>> Begin

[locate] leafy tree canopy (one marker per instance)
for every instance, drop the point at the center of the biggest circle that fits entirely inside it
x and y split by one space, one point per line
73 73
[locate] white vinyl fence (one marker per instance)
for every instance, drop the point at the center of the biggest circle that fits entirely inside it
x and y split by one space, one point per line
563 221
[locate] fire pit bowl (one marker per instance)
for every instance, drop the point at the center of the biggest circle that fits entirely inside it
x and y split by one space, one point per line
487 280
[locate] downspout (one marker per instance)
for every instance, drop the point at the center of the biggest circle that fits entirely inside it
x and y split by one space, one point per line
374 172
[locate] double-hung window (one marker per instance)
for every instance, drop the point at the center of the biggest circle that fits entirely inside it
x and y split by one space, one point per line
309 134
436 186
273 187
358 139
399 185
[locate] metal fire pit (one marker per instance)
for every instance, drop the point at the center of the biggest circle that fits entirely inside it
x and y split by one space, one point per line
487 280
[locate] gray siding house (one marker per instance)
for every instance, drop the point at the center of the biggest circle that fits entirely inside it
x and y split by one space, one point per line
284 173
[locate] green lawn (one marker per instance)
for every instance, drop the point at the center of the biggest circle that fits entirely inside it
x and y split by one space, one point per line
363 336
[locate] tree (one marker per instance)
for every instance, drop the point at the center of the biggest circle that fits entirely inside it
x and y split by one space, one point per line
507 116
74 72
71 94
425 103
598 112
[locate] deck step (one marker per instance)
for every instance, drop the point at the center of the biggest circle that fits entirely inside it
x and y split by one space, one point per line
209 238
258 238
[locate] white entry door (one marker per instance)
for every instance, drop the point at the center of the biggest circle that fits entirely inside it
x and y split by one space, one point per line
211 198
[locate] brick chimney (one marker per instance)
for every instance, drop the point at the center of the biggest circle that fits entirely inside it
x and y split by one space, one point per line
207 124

>> End

• _SET TASK_:
Copy exactly, word for word, the line with "[locate] deck step (one marker per instance)" through the final line of the listing.

• _TASK OUTPUT_:
[locate] deck step (one marker per instance)
for every instance, drop the point at the center of the biggest circle that fits entirely inside it
x and y split by one space, one point per line
209 238
258 238
[locate] white entry door (one marker per instance)
for every instance, drop the point at the center of the biggest circle that fits entirely inside it
x and y split by one space, one point per line
211 198
[locate] brick chimney (one marker per instance)
for every instance, drop the point at the center of the biggest circle that fits entirely inside it
x and y split by one space, one point per line
207 124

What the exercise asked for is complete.